WORK ITEM => What number of lines in the data below contain the string "small"? Answer with that number alone.
*** Block opens ***
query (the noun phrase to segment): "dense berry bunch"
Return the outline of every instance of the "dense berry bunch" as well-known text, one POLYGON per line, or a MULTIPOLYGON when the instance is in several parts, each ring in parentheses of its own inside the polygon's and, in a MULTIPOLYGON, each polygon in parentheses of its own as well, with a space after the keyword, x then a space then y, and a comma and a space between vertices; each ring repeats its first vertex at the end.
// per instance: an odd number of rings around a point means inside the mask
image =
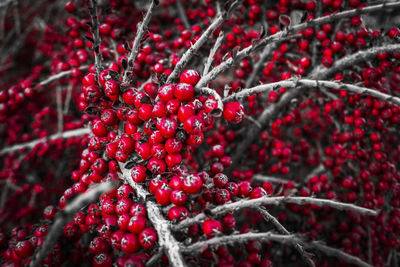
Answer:
POLYGON ((398 1, 13 2, 2 266, 397 263, 398 1))

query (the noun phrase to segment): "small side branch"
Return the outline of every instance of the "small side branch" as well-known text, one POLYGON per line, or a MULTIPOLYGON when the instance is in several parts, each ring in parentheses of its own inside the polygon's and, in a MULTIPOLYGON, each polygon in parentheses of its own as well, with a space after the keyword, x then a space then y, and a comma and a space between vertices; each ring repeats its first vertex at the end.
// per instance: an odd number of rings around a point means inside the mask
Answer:
MULTIPOLYGON (((85 71, 85 70, 87 70, 88 68, 89 68, 89 66, 86 66, 86 65, 85 65, 85 66, 79 67, 79 69, 82 70, 82 71, 85 71)), ((72 70, 66 70, 66 71, 59 72, 59 73, 57 73, 57 74, 55 74, 55 75, 50 76, 50 77, 47 78, 46 80, 41 81, 40 83, 38 83, 38 84, 36 85, 36 87, 37 87, 38 89, 40 89, 40 88, 42 88, 43 86, 46 86, 46 85, 51 84, 51 83, 53 83, 53 82, 56 82, 56 81, 58 81, 58 80, 60 80, 60 79, 62 79, 62 78, 66 78, 66 77, 68 77, 68 76, 71 75, 71 72, 72 72, 72 70)))
POLYGON ((39 250, 33 255, 32 262, 29 266, 40 266, 42 260, 50 252, 58 238, 61 236, 64 226, 75 216, 75 214, 87 204, 98 199, 100 195, 113 189, 116 185, 116 182, 105 182, 95 185, 86 193, 79 195, 70 204, 68 204, 65 209, 58 214, 57 219, 45 237, 43 245, 40 246, 39 250))
MULTIPOLYGON (((244 208, 254 208, 261 205, 280 205, 282 203, 291 203, 296 205, 313 204, 319 207, 330 207, 338 210, 353 211, 361 215, 377 216, 378 212, 375 210, 363 208, 350 203, 343 203, 329 199, 312 198, 312 197, 269 197, 264 196, 257 199, 243 199, 233 203, 217 206, 210 211, 210 214, 217 215, 223 214, 227 211, 241 210, 244 208)), ((200 223, 206 219, 206 215, 201 213, 193 218, 188 218, 173 226, 173 230, 180 230, 190 225, 200 223)))
POLYGON ((137 24, 137 31, 136 31, 136 35, 135 35, 135 40, 133 40, 132 50, 131 50, 131 52, 129 53, 129 56, 128 56, 128 68, 124 72, 124 77, 123 77, 123 81, 124 82, 127 81, 128 74, 131 73, 132 70, 133 70, 133 63, 135 62, 136 55, 139 52, 140 42, 142 41, 143 36, 147 31, 147 26, 149 25, 149 22, 150 22, 151 16, 153 15, 153 11, 154 11, 155 6, 156 6, 155 1, 151 0, 150 7, 147 10, 146 15, 144 16, 143 21, 139 22, 137 24))
POLYGON ((82 136, 82 135, 89 134, 89 133, 90 133, 89 128, 79 128, 79 129, 75 129, 75 130, 65 131, 62 134, 56 133, 56 134, 53 134, 53 135, 50 135, 48 137, 44 137, 41 139, 36 139, 36 140, 32 140, 32 141, 29 141, 26 143, 17 144, 17 145, 11 146, 11 147, 3 148, 2 150, 0 150, 0 155, 12 153, 14 151, 18 151, 23 148, 32 149, 39 143, 55 140, 58 138, 68 139, 71 137, 82 136))
POLYGON ((214 46, 210 50, 210 54, 208 55, 206 65, 204 66, 203 76, 205 76, 210 70, 212 62, 214 61, 214 56, 217 53, 219 47, 221 46, 223 40, 224 40, 224 32, 221 31, 218 35, 217 40, 215 41, 214 46))
POLYGON ((182 6, 182 0, 175 0, 175 4, 176 9, 178 10, 179 17, 182 20, 183 26, 185 26, 186 29, 190 29, 190 23, 188 17, 186 16, 185 9, 182 6))
MULTIPOLYGON (((290 235, 290 232, 285 228, 285 226, 283 226, 274 216, 272 216, 265 207, 258 207, 257 211, 261 214, 261 216, 263 216, 264 220, 271 222, 280 234, 290 235)), ((311 255, 304 250, 302 245, 296 243, 294 244, 294 247, 308 266, 315 267, 314 261, 311 259, 311 255)))

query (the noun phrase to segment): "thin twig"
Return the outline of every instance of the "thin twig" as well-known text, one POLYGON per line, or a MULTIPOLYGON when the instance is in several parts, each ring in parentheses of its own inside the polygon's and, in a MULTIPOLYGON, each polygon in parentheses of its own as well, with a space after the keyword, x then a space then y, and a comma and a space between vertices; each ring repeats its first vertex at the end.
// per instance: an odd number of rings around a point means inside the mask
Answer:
*** Block closes ***
COMPLETED EXERCISE => 2